WRITTEN TASK:
Count the lines in the rows below that contain the word "ribbon", and reply with the number alone.

MATERIAL SHOWN:
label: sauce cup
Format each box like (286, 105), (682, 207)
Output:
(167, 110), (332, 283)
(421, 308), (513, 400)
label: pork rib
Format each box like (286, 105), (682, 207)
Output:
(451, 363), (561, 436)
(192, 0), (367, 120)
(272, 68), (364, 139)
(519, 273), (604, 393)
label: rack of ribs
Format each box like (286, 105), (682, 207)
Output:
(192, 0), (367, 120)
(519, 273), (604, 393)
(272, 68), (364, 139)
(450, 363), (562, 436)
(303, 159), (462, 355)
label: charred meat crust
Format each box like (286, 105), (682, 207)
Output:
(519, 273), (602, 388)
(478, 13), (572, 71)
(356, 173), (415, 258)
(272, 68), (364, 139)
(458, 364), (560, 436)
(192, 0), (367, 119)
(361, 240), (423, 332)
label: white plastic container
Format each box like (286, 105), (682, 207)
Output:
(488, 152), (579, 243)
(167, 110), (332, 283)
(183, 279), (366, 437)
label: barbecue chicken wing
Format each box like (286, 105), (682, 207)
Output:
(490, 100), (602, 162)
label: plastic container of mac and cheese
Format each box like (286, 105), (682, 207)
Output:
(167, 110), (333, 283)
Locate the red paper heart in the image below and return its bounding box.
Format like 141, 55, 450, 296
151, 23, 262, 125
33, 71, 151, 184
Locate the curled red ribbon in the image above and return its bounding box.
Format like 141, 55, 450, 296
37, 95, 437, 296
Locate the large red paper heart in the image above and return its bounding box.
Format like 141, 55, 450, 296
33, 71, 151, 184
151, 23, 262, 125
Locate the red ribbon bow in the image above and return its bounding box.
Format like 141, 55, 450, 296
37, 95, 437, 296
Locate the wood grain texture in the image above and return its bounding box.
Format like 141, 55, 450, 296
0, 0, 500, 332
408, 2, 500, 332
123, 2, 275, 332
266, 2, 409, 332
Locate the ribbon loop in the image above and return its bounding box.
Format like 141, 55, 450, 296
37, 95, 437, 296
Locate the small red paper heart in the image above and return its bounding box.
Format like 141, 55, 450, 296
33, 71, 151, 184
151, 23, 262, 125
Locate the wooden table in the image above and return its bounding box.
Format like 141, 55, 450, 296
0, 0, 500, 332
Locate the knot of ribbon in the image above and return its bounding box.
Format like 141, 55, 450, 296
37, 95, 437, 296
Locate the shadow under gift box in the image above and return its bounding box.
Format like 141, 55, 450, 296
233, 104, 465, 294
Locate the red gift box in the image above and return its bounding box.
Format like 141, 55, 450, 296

ANSWER TO THE EXERCISE:
4